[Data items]
------

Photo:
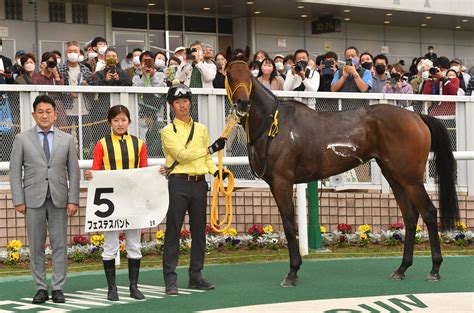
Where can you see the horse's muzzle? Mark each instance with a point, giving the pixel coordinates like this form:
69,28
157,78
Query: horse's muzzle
242,107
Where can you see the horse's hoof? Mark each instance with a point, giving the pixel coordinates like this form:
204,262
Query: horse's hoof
288,282
433,277
397,276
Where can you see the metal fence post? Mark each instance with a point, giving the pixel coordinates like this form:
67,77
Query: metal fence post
314,230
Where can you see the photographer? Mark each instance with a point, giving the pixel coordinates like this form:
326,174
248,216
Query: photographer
111,75
352,77
48,74
301,77
437,74
149,76
198,74
328,68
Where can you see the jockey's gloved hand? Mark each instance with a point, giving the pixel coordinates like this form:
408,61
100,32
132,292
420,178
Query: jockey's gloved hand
219,144
224,174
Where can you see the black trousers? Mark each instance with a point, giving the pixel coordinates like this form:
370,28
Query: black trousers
191,197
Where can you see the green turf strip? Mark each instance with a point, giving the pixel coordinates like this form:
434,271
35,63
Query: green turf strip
258,283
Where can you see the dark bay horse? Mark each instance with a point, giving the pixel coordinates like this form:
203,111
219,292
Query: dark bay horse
313,145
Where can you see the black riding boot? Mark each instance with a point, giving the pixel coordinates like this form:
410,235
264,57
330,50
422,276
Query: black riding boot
109,267
133,272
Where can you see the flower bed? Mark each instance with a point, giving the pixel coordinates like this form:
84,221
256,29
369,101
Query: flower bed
257,237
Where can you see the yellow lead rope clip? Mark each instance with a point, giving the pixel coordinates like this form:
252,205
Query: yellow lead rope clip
232,120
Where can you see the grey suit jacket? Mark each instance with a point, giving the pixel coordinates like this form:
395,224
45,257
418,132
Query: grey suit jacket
27,156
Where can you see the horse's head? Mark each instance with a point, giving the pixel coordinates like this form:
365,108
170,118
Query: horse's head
238,82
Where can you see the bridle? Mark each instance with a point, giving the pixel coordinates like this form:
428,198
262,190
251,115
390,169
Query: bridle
229,90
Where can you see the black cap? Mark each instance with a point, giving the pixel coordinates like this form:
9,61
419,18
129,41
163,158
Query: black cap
178,91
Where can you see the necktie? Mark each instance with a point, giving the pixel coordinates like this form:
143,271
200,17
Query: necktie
46,145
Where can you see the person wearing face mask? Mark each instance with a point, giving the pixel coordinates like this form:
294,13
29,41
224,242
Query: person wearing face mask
301,77
433,85
260,56
280,67
221,62
29,65
366,61
456,65
16,69
160,61
431,55
380,76
170,71
74,72
422,67
99,47
352,77
268,75
136,68
196,74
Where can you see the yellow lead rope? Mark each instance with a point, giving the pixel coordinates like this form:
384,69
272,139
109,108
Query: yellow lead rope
219,185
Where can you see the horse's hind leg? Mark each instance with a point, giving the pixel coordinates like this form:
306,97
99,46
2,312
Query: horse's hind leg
283,192
410,217
421,200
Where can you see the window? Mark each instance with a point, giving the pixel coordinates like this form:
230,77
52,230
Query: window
13,9
79,13
57,12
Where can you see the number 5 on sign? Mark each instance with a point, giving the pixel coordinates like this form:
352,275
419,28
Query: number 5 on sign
126,199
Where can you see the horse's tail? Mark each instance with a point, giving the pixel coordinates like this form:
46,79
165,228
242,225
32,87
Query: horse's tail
445,171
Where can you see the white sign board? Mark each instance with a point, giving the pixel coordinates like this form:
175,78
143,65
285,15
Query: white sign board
126,199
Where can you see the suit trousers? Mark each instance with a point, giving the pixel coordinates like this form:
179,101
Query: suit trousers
191,197
54,220
112,244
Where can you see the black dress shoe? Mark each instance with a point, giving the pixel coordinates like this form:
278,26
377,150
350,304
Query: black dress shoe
58,296
171,289
201,284
41,296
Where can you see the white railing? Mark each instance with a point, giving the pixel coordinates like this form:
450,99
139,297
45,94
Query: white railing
211,111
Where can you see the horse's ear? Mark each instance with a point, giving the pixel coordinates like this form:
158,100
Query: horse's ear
228,53
247,53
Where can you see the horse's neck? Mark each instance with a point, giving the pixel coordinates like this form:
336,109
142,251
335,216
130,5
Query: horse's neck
263,102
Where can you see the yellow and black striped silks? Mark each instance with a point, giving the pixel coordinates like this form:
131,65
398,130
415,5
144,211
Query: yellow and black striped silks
121,152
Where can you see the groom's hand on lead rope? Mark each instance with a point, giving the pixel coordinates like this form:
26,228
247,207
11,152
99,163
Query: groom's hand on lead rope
219,144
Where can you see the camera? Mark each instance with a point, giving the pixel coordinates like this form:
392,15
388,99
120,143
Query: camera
433,70
149,63
51,64
301,66
189,53
327,70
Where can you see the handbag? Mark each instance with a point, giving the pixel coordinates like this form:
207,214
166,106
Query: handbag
6,119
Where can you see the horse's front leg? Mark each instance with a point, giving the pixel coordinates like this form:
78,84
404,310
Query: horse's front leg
282,190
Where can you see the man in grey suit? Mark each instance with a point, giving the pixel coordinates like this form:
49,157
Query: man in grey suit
46,156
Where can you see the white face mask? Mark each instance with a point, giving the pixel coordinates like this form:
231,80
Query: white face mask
159,63
456,68
425,75
102,50
30,67
136,60
73,57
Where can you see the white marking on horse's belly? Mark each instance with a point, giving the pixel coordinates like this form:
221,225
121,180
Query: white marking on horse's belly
345,147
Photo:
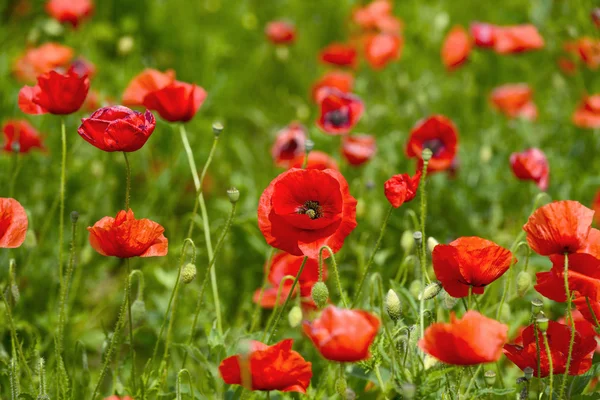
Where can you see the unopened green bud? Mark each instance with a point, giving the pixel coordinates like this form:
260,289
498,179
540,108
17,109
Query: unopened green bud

------

What you need to do – Convert all of these lines into a Markdown table with the columns "Row" and "Line," numbering each row and omitting any blank lines. Do not include the pictures in the table.

Solution for this exercise –
| Row | Line |
|---|---|
| 1 | Photo: |
| 2 | Where can you see the horse's muzzle? Mark each instance with a point, giving the pixel coordinates like this form: |
| 3 | 69,28 |
| 4 | 157,78 |
| 5 | Query: horse's muzzle |
| 6 | 242,107 |
| 7 | Where can you see the horse's hoof? Mark each instance with a point, giving the pixel coordinates like this form: |
| 8 | 204,262 |
| 9 | Query: horse's hoof |
| 10 | 288,282 |
| 11 | 433,277 |
| 12 | 397,276 |
| 13 | Where can you see the metal fence post? Mark each instance with a point, giving the pixel coordinates like this form: |
| 14 | 67,77 |
| 15 | Query: metal fence post |
| 16 | 314,230 |
| 17 | Where can you see the photographer? Mark each instance with a point, giving the pixel coordinates like this form: |
| 18 | 326,174 |
| 19 | 248,216 |
| 20 | Query: photographer |
| 21 | 111,75 |
| 22 | 352,77 |
| 23 | 48,74 |
| 24 | 301,77 |
| 25 | 437,74 |
| 26 | 149,76 |
| 27 | 198,74 |
| 28 | 328,68 |
| 29 | Where can you see the jockey's gloved hand? Mark each instance with a point, giving the pixel coordinates like this form: |
| 30 | 408,61 |
| 31 | 100,32 |
| 32 | 132,292 |
| 33 | 420,178 |
| 34 | Query: jockey's gloved hand |
| 35 | 219,144 |
| 36 | 224,174 |
| 37 | Where can you see the black trousers? Mark each instance with a point, giving the pixel coordinates like this form: |
| 38 | 370,28 |
| 39 | Query: black trousers |
| 40 | 191,197 |
| 41 | Where can you see the green turf strip? Mark each instance with a point, giving the pixel coordinates like this form: |
| 42 | 434,271 |
| 43 | 35,63 |
| 44 | Query: green turf strip |
| 45 | 258,283 |
| 46 | Where can you see the dark bay horse? Mark each instance with a point, giving the pixel coordinates like this form: |
| 47 | 203,111 |
| 48 | 219,292 |
| 49 | Query: dark bay horse |
| 50 | 313,145 |
| 51 | Where can you see the black riding boot? Mark each instance with a point, giving the pixel coordinates like this form: |
| 52 | 410,235 |
| 53 | 264,57 |
| 54 | 330,50 |
| 55 | 422,276 |
| 56 | Query: black riding boot |
| 57 | 109,267 |
| 58 | 133,272 |
| 59 | Where can you see the flower bed? Mark each instance with a point, giving the pixel coordinates like this form: |
| 60 | 84,221 |
| 61 | 256,29 |
| 62 | 369,101 |
| 63 | Query: flower bed |
| 64 | 257,237 |
| 65 | Where can you see the yellow lead rope clip? Mark each instance with a point, giving the pixel coordinates like this form: |
| 66 | 252,205 |
| 67 | Query: yellow lead rope clip |
| 68 | 232,120 |
| 69 | Where can you see the grey suit jacket? Mark each instance with a point, giving the pixel coordinates like this form: |
| 70 | 395,224 |
| 71 | 45,257 |
| 72 | 418,132 |
| 73 | Query: grey suit jacket |
| 74 | 27,156 |
| 75 | Where can you see the horse's head? Mark each instance with a point, giving the pixel coordinates like this form: |
| 76 | 365,108 |
| 77 | 170,118 |
| 78 | Query: horse's head |
| 79 | 238,82 |
| 80 | Where can you see the bridle? Mark each instance with a point, giving the pixel coordinates like this form: |
| 81 | 428,198 |
| 82 | 262,190 |
| 83 | 251,115 |
| 84 | 390,169 |
| 85 | Query: bridle |
| 86 | 229,90 |
| 87 | Where can you see the black cap? Mark each instance with a point, giving the pixel coordinates like this form: |
| 88 | 9,61 |
| 89 | 419,18 |
| 90 | 129,41 |
| 91 | 163,158 |
| 92 | Query: black cap |
| 93 | 178,91 |
| 94 | Where can you see the necktie? Mark each instance with a point, giving the pixel coordinates like this form: |
| 95 | 143,271 |
| 96 | 200,17 |
| 97 | Query: necktie |
| 98 | 46,145 |
| 99 | Where can you see the person wearing face mask? Mark each instance with a point, giving the pixel coordinates like this form: |
| 100 | 294,13 |
| 101 | 29,41 |
| 102 | 224,242 |
| 103 | Query: person wearing face mask |
| 104 | 301,77 |
| 105 | 433,85 |
| 106 | 260,56 |
| 107 | 280,67 |
| 108 | 221,62 |
| 109 | 29,65 |
| 110 | 366,61 |
| 111 | 456,65 |
| 112 | 16,69 |
| 113 | 160,61 |
| 114 | 431,55 |
| 115 | 380,76 |
| 116 | 170,71 |
| 117 | 74,72 |
| 118 | 422,67 |
| 119 | 99,47 |
| 120 | 352,77 |
| 121 | 268,75 |
| 122 | 136,68 |
| 123 | 196,74 |
| 124 | Where can you see the yellow lead rope? Mark each instance with a point, giving the pixel coordinates like this form: |
| 125 | 384,69 |
| 126 | 272,139 |
| 127 | 109,108 |
| 128 | Query: yellow lead rope |
| 129 | 219,185 |
| 130 | Where can you see the horse's hind leg? Mark each instance with a point, giving the pixel coordinates like this form: |
| 131 | 306,97 |
| 132 | 99,46 |
| 133 | 2,312 |
| 134 | Query: horse's hind leg |
| 135 | 283,192 |
| 136 | 410,217 |
| 137 | 421,200 |
| 138 | Where can you see the window? Mark each instance with a point, giving the pixel coordinates like this form: |
| 139 | 230,77 |
| 140 | 52,230 |
| 141 | Query: window |
| 142 | 13,9 |
| 143 | 79,13 |
| 144 | 57,12 |
| 145 | Where can you see the number 5 on sign? Mark each instance with a point, giving the pixel coordinates like this form: |
| 146 | 352,275 |
| 147 | 419,28 |
| 148 | Query: number 5 on sign |
| 149 | 126,199 |
| 150 | Where can you see the horse's tail? Mark each instance with a point, giving the pixel coordinates like this form: |
| 151 | 46,79 |
| 152 | 165,228 |
| 153 | 242,225 |
| 154 | 32,87 |
| 155 | Query: horse's tail |
| 156 | 445,171 |
| 157 | Where can you see the white sign board? Mark each instance with a point, giving the pixel coordinates like this form: |
| 158 | 175,78 |
| 159 | 143,65 |
| 160 | 285,15 |
| 161 | Query: white sign board |
| 162 | 126,199 |
| 163 | Where can you see the suit trousers? Mark each instance with a point, giving the pixel coordinates like this form: |
| 164 | 179,101 |
| 165 | Query: suit trousers |
| 166 | 191,197 |
| 167 | 54,220 |
| 168 | 112,244 |
| 169 | Where can you see the black dress shoe? Mark each instance with a point, giving the pixel coordinates like this form: |
| 170 | 278,26 |
| 171 | 377,150 |
| 172 | 350,304 |
| 173 | Query: black dress shoe |
| 174 | 58,296 |
| 175 | 171,289 |
| 176 | 201,284 |
| 177 | 41,296 |
| 178 | Where can you see the white railing? Mark each instance with a point, giving the pixel coordinates like this form: |
| 179 | 450,99 |
| 180 | 139,297 |
| 181 | 45,94 |
| 182 | Query: white railing |
| 183 | 211,111 |
| 184 | Where can you see the horse's ear? Mark each instance with a point, giving the pixel coordinates like this form: |
| 185 | 158,100 |
| 186 | Query: horse's ear |
| 187 | 228,53 |
| 188 | 247,53 |
| 189 | Where can you see the horse's neck? Mark each instance with a point, giving the pixel coordinates like this form: |
| 190 | 336,109 |
| 191 | 142,251 |
| 192 | 335,216 |
| 193 | 130,5 |
| 194 | Query: horse's neck |
| 195 | 263,102 |
| 196 | Where can you see the yellow and black striped silks? Mark each instance with a point, giving the pixel coordinates like this form: |
| 197 | 131,65 |
| 198 | 398,130 |
| 199 | 415,5 |
| 200 | 144,211 |
| 201 | Query: yellow and black striped silks |
| 202 | 121,152 |
| 203 | Where can you see the groom's hand on lead rope? Mark each instance with a point, giving the pixel coordinates like this form: |
| 204 | 26,228 |
| 205 | 247,207 |
| 206 | 11,152 |
| 207 | 99,163 |
| 208 | Query: groom's hand on lead rope |
| 209 | 219,144 |
| 210 | Where can you see the camera? Mark each instance with a point, giving the pixel coordinates like this form: |
| 211 | 392,15 |
| 212 | 388,99 |
| 213 | 120,143 |
| 214 | Query: camera |
| 215 | 433,70 |
| 216 | 149,63 |
| 217 | 51,64 |
| 218 | 301,66 |
| 219 | 189,53 |
| 220 | 327,70 |
| 221 | Where can you see the handbag? Mark each instance with a point, giving the pixel coordinates like this form: |
| 222 | 207,214 |
| 223 | 166,106 |
| 224 | Query: handbag |
| 225 | 6,119 |
| 226 | Where can you see the horse's front leg? Mark each instance with a point, giving the pixel coordinates like this form: |
| 227 | 78,84 |
| 228 | 404,310 |
| 229 | Query: horse's front leg |
| 230 | 282,190 |
| 231 | Where can you see the man in grey suit? Mark each instance with a point, giving the pixel coordinates like this form: |
| 232 | 49,157 |
| 233 | Query: man in grey suit |
| 234 | 46,156 |
| 235 | Where can you see the white face mask? Mark each instance with a point, giving the pixel coordinates like this form: |
| 236 | 231,80 |
| 237 | Query: white face mask |
| 238 | 159,63 |
| 239 | 456,68 |
| 240 | 425,75 |
| 241 | 102,50 |
| 242 | 30,67 |
| 243 | 136,60 |
| 244 | 73,57 |
| 245 | Where can you see the white marking on horse's belly? Mark each instance with a point, giving the pixel coordinates like this form: |
| 246 | 221,225 |
| 247 | 121,180 |
| 248 | Query: white marking on horse's belly |
| 249 | 345,147 |
| 250 | Photo: |
| 251 | Where can you see the unopened green bud? Mark each instance with a point, giving the pixel coordinates like this form: |
| 252 | 260,289 |
| 253 | 498,179 |
| 254 | 540,108 |
| 255 | 17,109 |
| 256 | Query: unopened green bud |